:: Supplied text

Elder Barnabas of the Gethsemane Skete spoke before the Revolution of the disaster coming upon Russia and the cruel persecutions against the Orthodox Faith. He said: “Persecutions against the faith will constantly increase. There will be unheard-of grief and darkness, and almost all the churches will be closed. But when it will seem to people that it is impossible to endure any longer, then deliverance will come. There will be a flowering. Churches will even begin to be built. But this will be a flowering before the end” [private letter from N. Kieter].
Schema-monk Aristocleus, not long before his death in August 1918, said that “now we are undergoing the times before Antichrist, but Russia will yet be delivered. There will be much suffering, much torture. The whole of Russia will become a prison, and one must greatly entreat the Lord for forgiveness. One must repent of one’s sins and fear to do even the least sin, but strive to do good, even the smallest. For even the wing of a fly has weight, but God’s scales are exact. And when even the smallest of good in the cup overweighs, then will God reveal His mercy upon Russia. Ten days before the end (of his life) he said that the end would come through China. There will be and extraordinary outburst and a miracle of God would be manifested. And there will be an entirely different life, but all this will not be for long” [Orth. Russia, 1969, #21, p. 3].
Elder Nectarius of Optina in the 1920’s prophesied: “Russia will arise, and materially it will not be wealthy. But in spirit it will be wealthy, and in Optina there will yet be seven luminaries, seven pillars” [I.M. Kontzevich, Optina Monastery and its Epoch, Jordanville, 1973, p.538].
Interestingly, St. John of Kronstadt also prophesied that the deliverance of Russia would come from the East [I.K. Sursky, Father John of Kronstadt, Belgrade, 1942, vol. 2, p. 24—Excerpts from this work are in preparation for publication by the St. John of Kronstadt Press].
Archbishop Theophan of Poltava summed up in the 1930’s the prophecies which he had received from such elders as these: “You ask me about the near future and about the last times. I do not speak on my own, but give the revelation of the Elders: The coming of Antichrist draws nigh and is very near. The time separating us from him should be counted a matter of years and at most a matter of some decades. But before the coming of Antichrist Russia must yet be restored—to be sure, for a short time. And in Russia there must be a Tsar forechosen by the Lord Himself. He will be a man of burning faith, great mind and iron will. This much has been revealed about him. We shall await the fulfillment of what has been revealed. Judging by many signs it is drawing nigh, unless because of our sins the Lord God shall revoke, shall alter what has been promised. According to the witness of the word of God, this also happens” [The Orthodox Word, 1969, no. 4, p. 194].

::::
:: Dataset extract

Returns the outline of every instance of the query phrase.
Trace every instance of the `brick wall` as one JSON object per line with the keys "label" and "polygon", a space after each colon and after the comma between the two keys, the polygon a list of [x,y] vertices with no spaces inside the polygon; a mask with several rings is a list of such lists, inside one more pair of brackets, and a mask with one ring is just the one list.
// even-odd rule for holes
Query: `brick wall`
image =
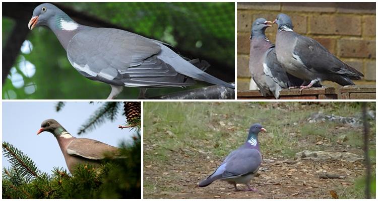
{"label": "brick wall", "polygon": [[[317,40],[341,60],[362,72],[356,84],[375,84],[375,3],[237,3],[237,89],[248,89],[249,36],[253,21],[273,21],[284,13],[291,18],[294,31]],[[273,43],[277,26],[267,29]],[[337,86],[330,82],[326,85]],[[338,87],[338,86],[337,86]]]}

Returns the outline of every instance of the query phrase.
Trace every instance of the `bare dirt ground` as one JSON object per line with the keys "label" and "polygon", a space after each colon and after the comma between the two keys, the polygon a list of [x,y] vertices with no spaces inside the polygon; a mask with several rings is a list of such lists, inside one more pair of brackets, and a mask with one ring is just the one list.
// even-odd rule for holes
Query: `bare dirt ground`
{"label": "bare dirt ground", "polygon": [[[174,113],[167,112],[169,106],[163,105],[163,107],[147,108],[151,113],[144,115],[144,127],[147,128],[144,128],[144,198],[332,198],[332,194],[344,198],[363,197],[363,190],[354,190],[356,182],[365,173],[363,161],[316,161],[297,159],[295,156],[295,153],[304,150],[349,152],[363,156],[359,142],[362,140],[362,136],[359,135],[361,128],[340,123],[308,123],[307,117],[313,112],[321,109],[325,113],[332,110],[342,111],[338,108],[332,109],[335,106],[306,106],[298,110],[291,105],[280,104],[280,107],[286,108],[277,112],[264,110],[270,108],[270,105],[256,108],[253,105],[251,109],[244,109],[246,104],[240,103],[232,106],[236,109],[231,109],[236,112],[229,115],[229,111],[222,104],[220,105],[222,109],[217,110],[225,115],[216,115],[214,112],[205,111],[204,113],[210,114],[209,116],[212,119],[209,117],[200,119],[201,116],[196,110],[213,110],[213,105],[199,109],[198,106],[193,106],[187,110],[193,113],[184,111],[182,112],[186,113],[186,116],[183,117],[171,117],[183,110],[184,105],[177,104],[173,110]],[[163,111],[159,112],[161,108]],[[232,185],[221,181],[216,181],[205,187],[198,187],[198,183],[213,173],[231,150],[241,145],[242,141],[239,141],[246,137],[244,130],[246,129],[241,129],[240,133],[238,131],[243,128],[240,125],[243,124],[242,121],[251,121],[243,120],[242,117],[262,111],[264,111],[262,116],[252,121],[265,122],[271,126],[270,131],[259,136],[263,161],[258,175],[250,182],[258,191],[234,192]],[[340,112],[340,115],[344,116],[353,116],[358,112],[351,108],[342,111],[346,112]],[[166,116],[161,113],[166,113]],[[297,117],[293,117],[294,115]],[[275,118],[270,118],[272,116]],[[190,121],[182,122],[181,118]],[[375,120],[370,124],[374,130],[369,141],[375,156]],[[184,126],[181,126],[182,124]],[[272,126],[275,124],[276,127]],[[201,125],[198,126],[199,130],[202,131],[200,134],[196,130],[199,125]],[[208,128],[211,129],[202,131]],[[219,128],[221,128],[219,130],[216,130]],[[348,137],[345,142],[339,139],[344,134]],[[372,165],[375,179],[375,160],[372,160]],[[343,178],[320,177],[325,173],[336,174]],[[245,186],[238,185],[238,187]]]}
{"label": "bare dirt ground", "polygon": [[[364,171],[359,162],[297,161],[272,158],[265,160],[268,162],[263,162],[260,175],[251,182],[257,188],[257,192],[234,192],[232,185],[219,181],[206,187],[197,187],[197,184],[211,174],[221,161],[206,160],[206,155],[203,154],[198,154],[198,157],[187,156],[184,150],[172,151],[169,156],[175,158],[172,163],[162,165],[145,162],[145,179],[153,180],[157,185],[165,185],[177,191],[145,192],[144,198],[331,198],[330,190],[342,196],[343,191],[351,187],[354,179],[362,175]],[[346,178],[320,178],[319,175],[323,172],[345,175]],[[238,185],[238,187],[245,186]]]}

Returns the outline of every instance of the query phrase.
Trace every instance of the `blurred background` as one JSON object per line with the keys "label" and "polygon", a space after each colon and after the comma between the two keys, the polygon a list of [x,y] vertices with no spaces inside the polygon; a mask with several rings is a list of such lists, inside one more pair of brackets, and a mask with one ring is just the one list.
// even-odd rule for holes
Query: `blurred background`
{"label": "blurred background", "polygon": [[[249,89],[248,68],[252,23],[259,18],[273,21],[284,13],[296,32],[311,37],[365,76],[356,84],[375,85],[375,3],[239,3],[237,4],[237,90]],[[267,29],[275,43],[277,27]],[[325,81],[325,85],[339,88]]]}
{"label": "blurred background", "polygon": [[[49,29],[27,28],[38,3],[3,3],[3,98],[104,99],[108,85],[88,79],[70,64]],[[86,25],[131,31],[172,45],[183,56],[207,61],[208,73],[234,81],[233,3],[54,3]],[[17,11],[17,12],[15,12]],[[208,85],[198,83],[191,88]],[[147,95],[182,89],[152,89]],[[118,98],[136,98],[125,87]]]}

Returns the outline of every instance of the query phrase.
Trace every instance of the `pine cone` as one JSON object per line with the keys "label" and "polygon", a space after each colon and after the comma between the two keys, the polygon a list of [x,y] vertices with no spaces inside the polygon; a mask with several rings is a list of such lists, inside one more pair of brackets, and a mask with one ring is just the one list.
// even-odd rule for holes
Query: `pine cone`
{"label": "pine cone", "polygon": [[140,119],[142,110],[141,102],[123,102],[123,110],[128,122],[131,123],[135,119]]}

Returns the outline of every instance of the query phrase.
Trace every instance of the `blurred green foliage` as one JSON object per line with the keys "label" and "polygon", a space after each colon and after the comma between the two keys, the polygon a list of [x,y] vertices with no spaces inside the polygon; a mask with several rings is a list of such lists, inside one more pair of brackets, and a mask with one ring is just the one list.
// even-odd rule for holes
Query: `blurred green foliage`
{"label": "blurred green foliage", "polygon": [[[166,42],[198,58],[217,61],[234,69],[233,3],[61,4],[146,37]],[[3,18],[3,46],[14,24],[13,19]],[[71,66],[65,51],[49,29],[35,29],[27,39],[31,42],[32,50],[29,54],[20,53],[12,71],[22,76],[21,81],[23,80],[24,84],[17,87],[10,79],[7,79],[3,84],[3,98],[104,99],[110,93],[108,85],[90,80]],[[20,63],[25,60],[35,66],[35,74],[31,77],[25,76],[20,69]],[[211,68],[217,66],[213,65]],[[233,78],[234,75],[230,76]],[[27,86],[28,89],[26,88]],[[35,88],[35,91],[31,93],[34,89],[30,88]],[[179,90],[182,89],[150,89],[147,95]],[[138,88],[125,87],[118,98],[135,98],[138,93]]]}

::::

§ Directions:
Transcribe the part of the prophecies about Russia from "Elder Nectarius of" to "Jordanville, 1973, p.538].". The records have no role in this work.

§ Answer to the problem:
Elder Nectarius of Optina in the 1920’s prophesied: “Russia will arise, and materially it will not be wealthy. But in spirit it will be wealthy, and in Optina there will yet be seven luminaries, seven pillars” [I.M. Kontzevich, Optina Monastery and its Epoch, Jordanville, 1973, p.538].